Task instructions: Your job is to give again, exactly and with no additions, the lines in the records below from the one with "Category: white fuselage" through the one with "such as [384,329].", both included. Omit the pictures.

Records supplied:
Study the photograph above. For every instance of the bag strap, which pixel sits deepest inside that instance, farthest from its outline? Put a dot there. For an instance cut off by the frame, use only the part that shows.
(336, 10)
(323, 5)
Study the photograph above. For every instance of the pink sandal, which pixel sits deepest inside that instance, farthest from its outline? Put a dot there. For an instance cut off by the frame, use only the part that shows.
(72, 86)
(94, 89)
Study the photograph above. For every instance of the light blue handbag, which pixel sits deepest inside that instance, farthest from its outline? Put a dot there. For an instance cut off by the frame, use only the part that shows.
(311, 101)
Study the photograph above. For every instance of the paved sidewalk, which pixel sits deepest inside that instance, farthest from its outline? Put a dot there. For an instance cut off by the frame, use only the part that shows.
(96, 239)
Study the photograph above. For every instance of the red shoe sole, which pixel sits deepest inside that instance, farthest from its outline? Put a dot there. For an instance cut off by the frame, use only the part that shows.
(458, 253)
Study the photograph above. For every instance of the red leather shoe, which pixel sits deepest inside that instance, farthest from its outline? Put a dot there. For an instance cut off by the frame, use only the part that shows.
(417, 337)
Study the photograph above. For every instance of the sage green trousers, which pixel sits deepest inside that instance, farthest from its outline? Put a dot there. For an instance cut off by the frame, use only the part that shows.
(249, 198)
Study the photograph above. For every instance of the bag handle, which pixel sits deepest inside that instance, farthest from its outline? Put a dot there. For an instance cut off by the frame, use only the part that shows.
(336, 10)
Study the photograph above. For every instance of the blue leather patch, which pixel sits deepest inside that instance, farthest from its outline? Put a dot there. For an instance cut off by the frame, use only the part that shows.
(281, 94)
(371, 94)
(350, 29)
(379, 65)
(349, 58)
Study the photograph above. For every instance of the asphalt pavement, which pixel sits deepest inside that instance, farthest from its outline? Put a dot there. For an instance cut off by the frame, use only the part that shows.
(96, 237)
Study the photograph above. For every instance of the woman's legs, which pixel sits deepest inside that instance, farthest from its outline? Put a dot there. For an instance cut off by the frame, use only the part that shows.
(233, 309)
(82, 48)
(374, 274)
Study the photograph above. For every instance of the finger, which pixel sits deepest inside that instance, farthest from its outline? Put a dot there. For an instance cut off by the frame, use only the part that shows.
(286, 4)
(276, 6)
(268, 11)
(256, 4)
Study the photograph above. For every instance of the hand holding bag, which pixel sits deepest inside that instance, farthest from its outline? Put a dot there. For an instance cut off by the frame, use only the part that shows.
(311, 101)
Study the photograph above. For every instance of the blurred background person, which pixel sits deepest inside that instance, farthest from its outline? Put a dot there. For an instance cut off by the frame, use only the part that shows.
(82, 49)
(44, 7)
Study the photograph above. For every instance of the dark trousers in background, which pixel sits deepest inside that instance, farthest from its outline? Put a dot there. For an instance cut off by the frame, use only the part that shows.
--
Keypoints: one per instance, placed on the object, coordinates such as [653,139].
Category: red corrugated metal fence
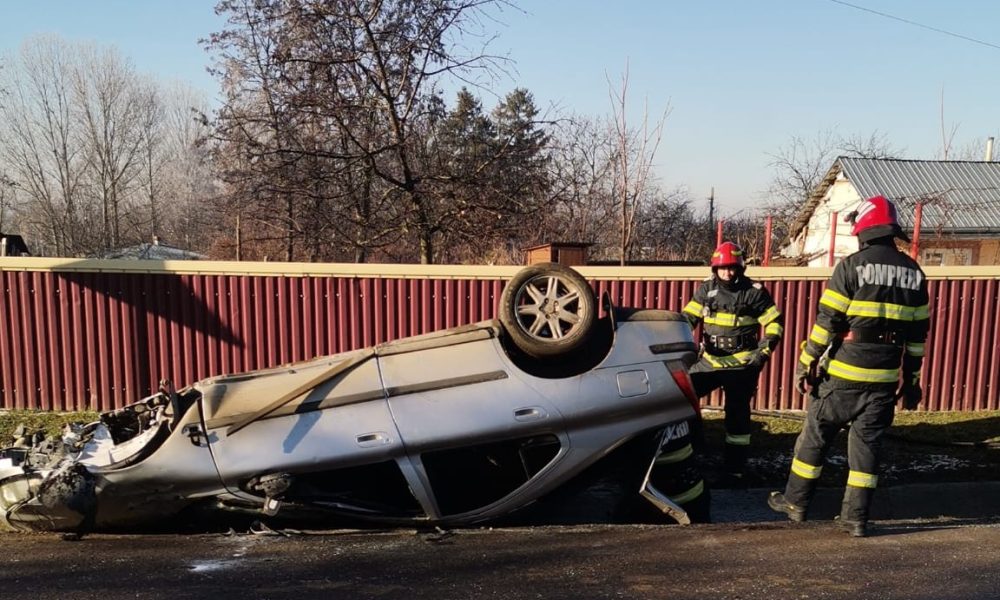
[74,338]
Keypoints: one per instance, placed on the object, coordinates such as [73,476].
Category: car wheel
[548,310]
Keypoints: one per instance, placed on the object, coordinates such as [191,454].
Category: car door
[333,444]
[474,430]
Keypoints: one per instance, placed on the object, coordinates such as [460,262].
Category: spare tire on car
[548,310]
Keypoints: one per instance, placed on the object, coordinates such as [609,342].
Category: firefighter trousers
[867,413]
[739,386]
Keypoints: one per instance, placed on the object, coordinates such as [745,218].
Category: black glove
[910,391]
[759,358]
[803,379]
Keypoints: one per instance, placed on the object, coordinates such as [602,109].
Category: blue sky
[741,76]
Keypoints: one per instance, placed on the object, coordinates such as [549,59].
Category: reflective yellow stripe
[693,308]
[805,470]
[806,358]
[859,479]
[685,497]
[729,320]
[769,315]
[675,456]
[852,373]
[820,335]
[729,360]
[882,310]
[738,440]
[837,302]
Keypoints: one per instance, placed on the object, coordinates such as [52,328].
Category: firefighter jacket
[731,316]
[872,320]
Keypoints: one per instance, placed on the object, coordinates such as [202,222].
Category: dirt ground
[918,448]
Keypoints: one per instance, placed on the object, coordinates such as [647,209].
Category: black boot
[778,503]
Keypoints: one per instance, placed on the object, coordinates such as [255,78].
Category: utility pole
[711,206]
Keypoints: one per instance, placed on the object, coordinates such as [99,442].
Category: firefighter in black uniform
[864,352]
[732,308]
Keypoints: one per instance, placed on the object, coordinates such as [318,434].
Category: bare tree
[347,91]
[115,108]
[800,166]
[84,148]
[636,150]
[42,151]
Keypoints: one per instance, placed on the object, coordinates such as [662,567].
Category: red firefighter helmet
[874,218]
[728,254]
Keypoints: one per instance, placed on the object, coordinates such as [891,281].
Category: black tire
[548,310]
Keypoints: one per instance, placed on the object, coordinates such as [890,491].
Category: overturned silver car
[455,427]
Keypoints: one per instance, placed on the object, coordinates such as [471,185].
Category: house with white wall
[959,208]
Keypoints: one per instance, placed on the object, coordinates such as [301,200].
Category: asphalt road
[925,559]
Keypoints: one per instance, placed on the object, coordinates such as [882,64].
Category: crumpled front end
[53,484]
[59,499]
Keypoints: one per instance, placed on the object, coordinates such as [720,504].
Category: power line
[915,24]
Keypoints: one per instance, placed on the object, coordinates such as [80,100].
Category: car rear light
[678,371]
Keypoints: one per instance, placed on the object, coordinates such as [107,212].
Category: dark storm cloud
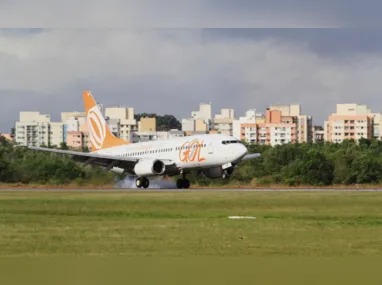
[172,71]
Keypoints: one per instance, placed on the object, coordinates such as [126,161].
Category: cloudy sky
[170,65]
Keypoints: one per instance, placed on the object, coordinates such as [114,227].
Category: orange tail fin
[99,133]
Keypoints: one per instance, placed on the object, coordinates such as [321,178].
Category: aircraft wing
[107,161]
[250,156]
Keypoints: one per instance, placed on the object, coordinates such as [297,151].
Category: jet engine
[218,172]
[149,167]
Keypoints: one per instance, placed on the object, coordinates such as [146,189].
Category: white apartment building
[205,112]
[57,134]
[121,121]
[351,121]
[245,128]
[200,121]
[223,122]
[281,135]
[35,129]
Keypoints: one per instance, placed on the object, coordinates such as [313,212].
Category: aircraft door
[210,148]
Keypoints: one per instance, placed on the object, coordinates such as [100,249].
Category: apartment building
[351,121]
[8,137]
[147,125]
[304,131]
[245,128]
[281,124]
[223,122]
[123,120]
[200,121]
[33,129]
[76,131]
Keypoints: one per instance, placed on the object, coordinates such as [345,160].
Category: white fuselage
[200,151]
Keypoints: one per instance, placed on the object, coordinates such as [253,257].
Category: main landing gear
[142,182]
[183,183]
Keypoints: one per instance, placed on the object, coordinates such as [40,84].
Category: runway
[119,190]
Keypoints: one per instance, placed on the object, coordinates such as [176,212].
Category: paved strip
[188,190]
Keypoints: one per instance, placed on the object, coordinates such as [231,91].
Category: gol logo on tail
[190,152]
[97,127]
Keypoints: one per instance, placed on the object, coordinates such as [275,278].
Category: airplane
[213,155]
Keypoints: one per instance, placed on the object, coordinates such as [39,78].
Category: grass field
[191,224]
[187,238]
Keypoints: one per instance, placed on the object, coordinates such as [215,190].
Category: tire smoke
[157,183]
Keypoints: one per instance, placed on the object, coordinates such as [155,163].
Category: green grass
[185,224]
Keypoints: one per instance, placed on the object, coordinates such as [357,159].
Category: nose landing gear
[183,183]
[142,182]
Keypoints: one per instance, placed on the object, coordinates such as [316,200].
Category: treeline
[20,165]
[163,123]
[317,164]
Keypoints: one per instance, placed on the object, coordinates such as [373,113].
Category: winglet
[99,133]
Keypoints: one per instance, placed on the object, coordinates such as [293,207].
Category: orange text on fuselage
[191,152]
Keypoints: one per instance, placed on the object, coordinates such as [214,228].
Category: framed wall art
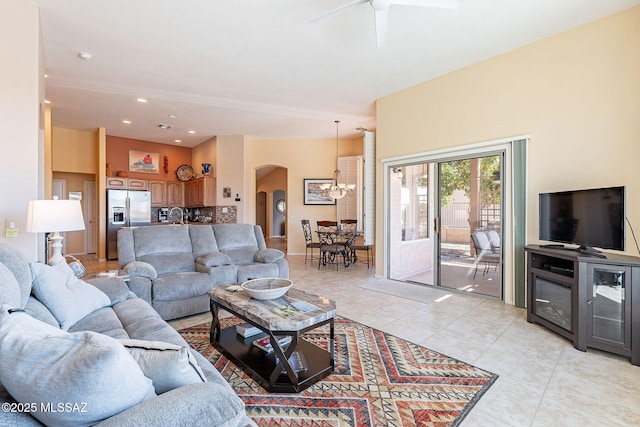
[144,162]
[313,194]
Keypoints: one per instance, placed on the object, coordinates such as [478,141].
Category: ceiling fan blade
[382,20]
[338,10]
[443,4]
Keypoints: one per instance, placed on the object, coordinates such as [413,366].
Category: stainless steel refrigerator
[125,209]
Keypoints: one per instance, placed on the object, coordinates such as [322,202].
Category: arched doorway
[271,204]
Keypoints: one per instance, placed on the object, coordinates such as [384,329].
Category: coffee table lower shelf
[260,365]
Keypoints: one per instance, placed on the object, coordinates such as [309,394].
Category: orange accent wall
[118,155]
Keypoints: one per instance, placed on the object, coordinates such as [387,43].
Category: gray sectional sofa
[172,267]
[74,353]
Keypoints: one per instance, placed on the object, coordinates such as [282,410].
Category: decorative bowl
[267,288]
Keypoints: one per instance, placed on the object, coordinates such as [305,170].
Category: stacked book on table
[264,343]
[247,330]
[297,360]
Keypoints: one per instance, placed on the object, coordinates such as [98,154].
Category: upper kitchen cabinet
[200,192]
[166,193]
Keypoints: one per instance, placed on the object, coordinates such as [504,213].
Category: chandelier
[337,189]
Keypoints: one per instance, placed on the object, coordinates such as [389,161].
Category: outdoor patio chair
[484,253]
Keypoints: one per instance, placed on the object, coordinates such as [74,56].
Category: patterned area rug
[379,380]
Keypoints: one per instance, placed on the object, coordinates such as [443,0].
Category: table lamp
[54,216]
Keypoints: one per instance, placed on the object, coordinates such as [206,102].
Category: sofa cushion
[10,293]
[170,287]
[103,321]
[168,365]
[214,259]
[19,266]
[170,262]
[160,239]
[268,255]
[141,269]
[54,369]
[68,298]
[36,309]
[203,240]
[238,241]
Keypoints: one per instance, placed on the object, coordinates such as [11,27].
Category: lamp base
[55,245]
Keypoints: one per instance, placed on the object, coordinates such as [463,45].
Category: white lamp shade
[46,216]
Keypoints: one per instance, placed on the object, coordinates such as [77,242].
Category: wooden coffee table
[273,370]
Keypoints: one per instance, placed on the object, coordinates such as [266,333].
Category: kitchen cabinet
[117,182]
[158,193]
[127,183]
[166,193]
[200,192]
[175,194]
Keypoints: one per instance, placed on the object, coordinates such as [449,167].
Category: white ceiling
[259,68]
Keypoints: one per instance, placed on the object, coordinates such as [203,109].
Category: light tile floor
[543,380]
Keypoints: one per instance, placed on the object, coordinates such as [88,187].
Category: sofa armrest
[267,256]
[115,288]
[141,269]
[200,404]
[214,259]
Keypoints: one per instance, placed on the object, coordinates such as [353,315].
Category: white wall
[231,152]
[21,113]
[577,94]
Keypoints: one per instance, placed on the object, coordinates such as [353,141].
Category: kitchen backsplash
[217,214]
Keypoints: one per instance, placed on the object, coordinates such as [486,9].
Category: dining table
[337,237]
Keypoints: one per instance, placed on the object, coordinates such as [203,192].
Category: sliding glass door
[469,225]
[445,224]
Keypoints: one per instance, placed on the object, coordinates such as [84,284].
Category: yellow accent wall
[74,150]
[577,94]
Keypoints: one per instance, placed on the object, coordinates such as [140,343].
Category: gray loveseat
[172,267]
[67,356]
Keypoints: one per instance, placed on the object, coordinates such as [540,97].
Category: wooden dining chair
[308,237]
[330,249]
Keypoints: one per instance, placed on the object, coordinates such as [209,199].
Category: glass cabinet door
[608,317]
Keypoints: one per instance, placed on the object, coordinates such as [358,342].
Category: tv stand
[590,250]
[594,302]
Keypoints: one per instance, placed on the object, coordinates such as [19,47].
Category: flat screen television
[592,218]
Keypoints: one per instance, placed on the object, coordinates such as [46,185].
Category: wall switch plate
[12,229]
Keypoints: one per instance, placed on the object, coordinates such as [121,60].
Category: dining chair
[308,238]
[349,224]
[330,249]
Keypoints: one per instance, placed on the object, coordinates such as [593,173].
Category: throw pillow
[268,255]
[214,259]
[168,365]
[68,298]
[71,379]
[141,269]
==
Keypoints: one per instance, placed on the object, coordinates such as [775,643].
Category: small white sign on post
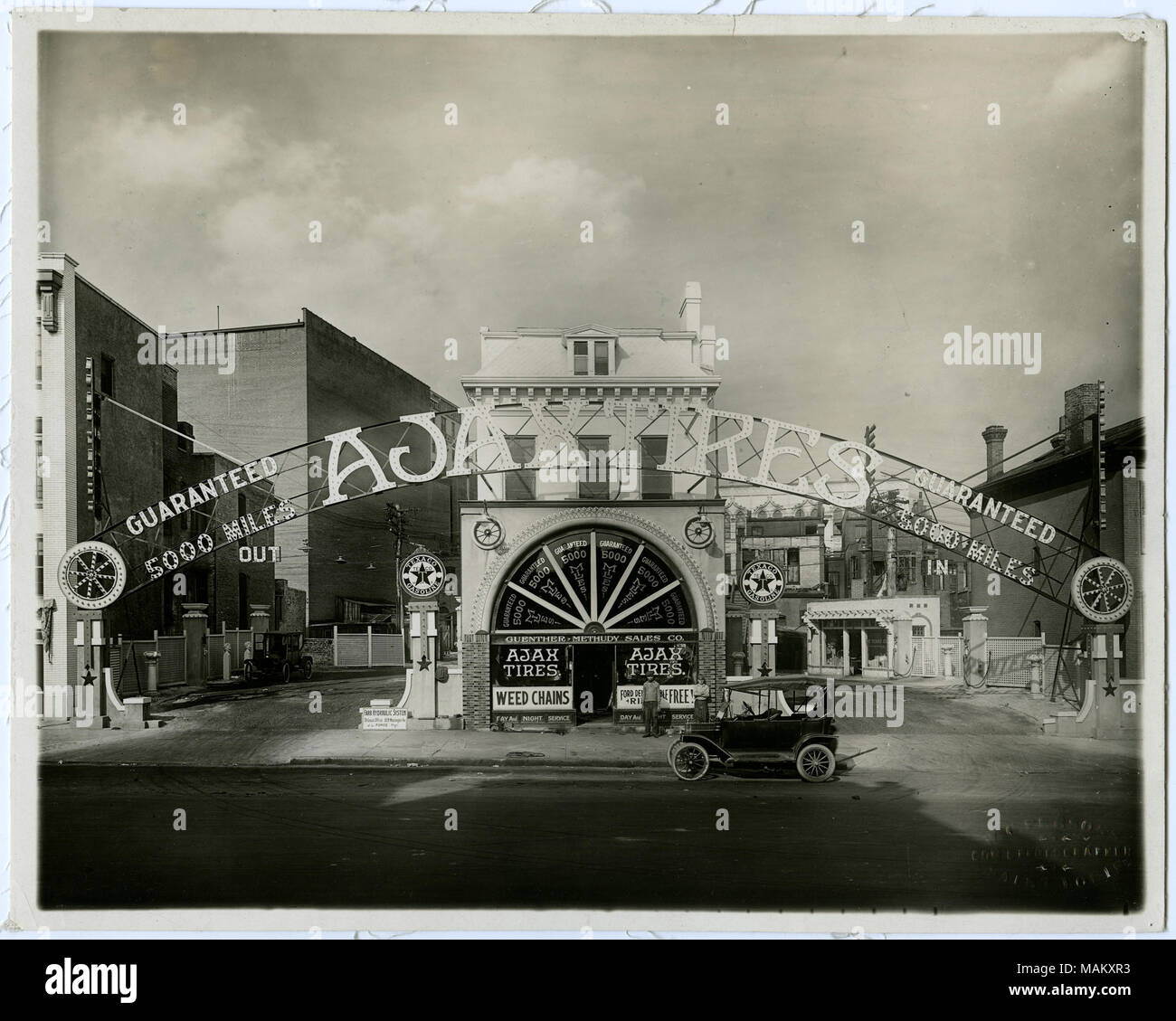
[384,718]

Written solution:
Category: white fuselage
[200,151]
Keypoints: one per instance, placed on the object, coordinates such as [253,257].
Category: main landing gear
[142,182]
[183,183]
Keypoints: one per instance, placed on the object, coordinates such as [40,84].
Category: runway
[119,190]
Keypoints: one per instance, placed on the object, coordinates such as [176,212].
Category: paved strip
[188,190]
Keypoints: one per instance, placed on the object, coordinates such as [231,91].
Category: gol logo on tail
[190,152]
[97,127]
Keypoints: one per instance, placed on the object, coordinates such as [275,278].
Category: airplane
[213,155]
Keypoints: one per instance, placed on the object, coordinates such as [39,78].
Category: grass field
[191,224]
[187,238]
Keypoints: one per instance, placed on the object, coordinates such as [215,190].
Category: tire smoke
[157,183]
Keypoints: one per instance, placed on the object, coordinates such as [155,163].
Category: green grass
[185,224]
Keypoints: one per instance, placed on the object, coordinates such as [357,159].
Category: nose landing gear
[183,183]
[142,182]
Keypoints: one per instance, placed on the object, coordinates such as [316,200].
Category: treeline
[20,165]
[163,123]
[317,164]
Keypoints: one per instance, placed on the object, coordinates such as [373,113].
Category: winglet
[99,133]
Keypoints: one per instance, placed on the object, coordinates such as [293,207].
Category: orange text on fuselage
[191,152]
Keypoints: one per instance, placed on the object, coordinates such as [214,228].
Category: framed wall art
[144,162]
[313,194]
Keypoints: one per instance, placed on the object, coordinates such as [478,141].
Category: ceiling fan blade
[382,20]
[338,10]
[443,4]
Keypoints: one per instance, placed on the object, coordinates such as [413,366].
Category: stainless steel refrigerator
[125,209]
Keypoints: one per instance, placed on the object, coordinates such as [322,202].
Category: arched doorway
[271,204]
Keypoints: one per instance, placed on the object, coordinates such as [384,329].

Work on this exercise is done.